— START EXERCISE MATERIAL —

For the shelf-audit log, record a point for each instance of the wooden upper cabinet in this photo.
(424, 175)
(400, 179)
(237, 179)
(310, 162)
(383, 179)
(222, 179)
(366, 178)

— END EXERCISE MATERIAL —

• [EXERCISE PROMPT]
Quote the data above word for word, keeping every line and every number unchanged.

• [RESPONSE TO THIS EXERCISE]
For the shelf-audit log, record a point for each instance of the wooden upper cabinet in this photo.
(424, 175)
(400, 179)
(237, 179)
(310, 162)
(383, 179)
(222, 179)
(366, 178)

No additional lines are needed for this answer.